--- Page excerpt ---

Today people drive others around for money. Tomorrow people let their cars drive people around for money. No one thinks Lyft and Uber are going to be buying the cars, people just won't need to be physically in them to make money from Uber and Lyft any more.
This means complex matching, pricing and routing algorithms that have been developed for almost a decade. It's also about working with regulations at the city level and building a reliable labor force of contractors to supply the marketplace in every new city before the launch date.
There is so many experiments and tweaks to ensure that both supply and demand side remain properly incentivized, not to mentioned fighting deeply entrenched Taxi companies from city to city, that I'm surprised Uber and Lyft have gone to IPO so quickly, other than for cash raising.
Of course, Uber and Lyft right now ARE so big because of all the advantages you mention, but a lot of that is still due to boatloads of VC money that allow them to operate unprofitably.
In the end, I think the ride-sharing business will look a lot like the airlines: lots of people traveling, but not a particularly great business.
A thousand local or regional competitors are just as much an existential threat to Uber as one or two big ones.
TBH, I think that the autonomous vehicles is just a further illustration of the extent to which it's a commodity. To an approximation, the product is that you got from point A to point B for $dollars in #time. If you can get that sorted out, people will barely even care if the service is provided by JohnnyCab from Total Recall.
It's exactly the same economics as govern airlines, which are famously the last place you put your money if you're trying to turn it into more money. There's some room for differentiation based on quality of service, but it's proportional to the product of the percentage of people who aren't spending their own money and the percentage of companies whose operations departments are on the ball.
Doesn't that strengthen the argument for the network effect? The only places there have been successful 3rd party launches are in markets without Uber or Lyft, where there is no network effect to compete against.
2016-7: 100% revenue growth, 105% trips, 51% MAPC
2017-8: 40% revenue growth, 40% trips, 33% MAPC
(MAPC = active users)
These are sharp drops in the growth rate.
The quarterly revenue data is more worrying - December Quarter 2018 was up only 22% over the previous year. (Page 121)
On Page 126 we see that even that revenue increase was subsidised by excess driver incentives, and netting that out the growth was only 17% year on year.

---

◆ What to work on:
A) Name every kind of algorithm that the ride-sharing discussion mentions.
B) According to the ride-sharing discussion, why do the launches by third parties strengthen the argument for the network effect?
C) Reproduce word for word the passage of the ride-sharing discussion that begins at the words "2016-7: 100% revenue" and stops after "year on year.".

--- Stored data ---

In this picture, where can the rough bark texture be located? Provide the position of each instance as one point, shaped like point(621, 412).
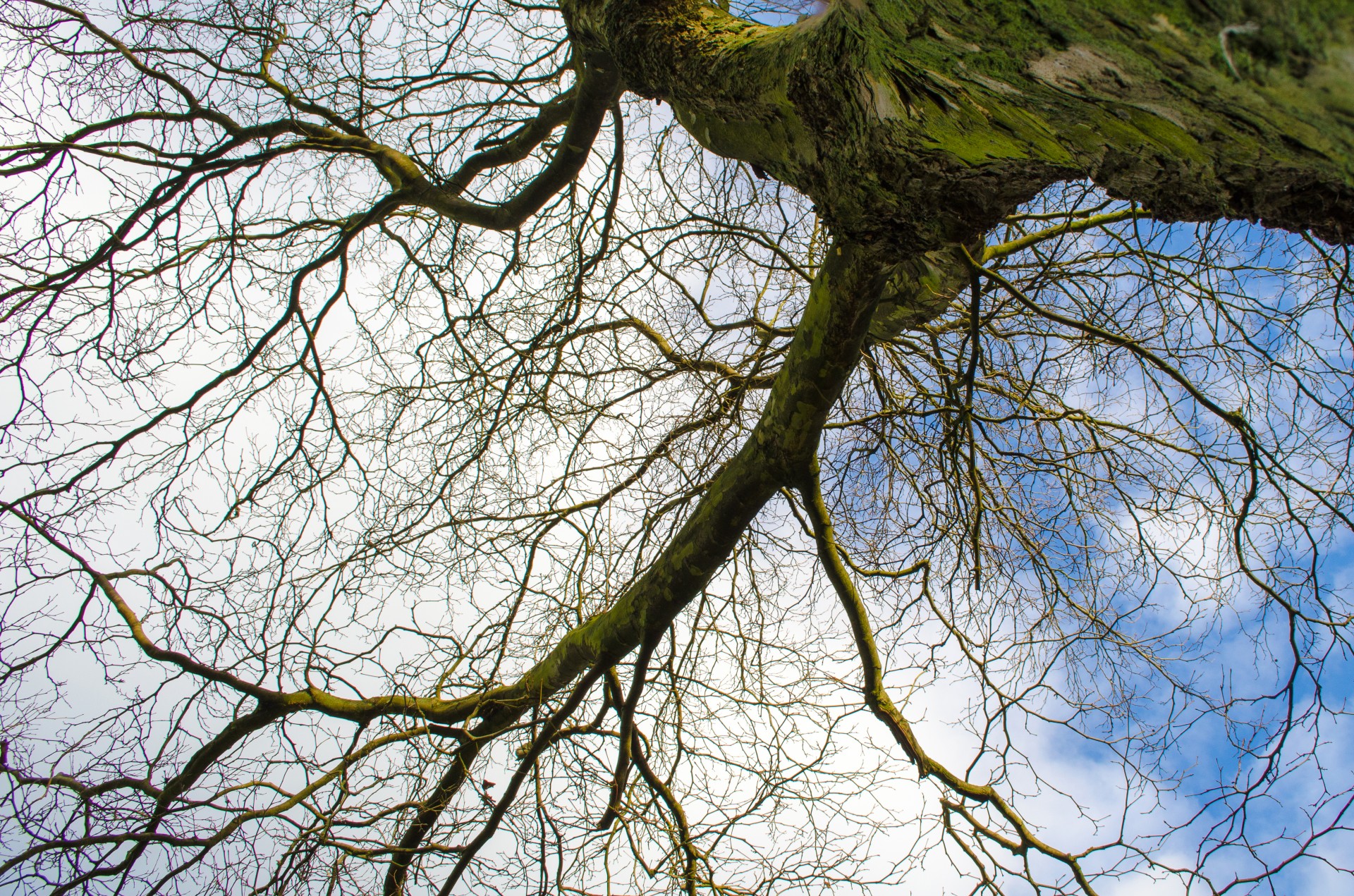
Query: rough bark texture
point(922, 123)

---

◆ Solution list:
A) Matching, pricing and routing.

B) The only successful third-party launches have been in markets without Uber or Lyft. In those markets there is no network effect to compete against.

C)
2016-7: 100% revenue growth, 105% trips, 51% MAPC
2017-8: 40% revenue growth, 40% trips, 33% MAPC
(MAPC = active users)
These are sharp drops in the growth rate.
The quarterly revenue data is more worrying - December Quarter 2018 was up only 22% over the previous year. (Page 121)
On Page 126 we see that even that revenue increase was subsidised by excess driver incentives, and netting that out the growth was only 17% year on year.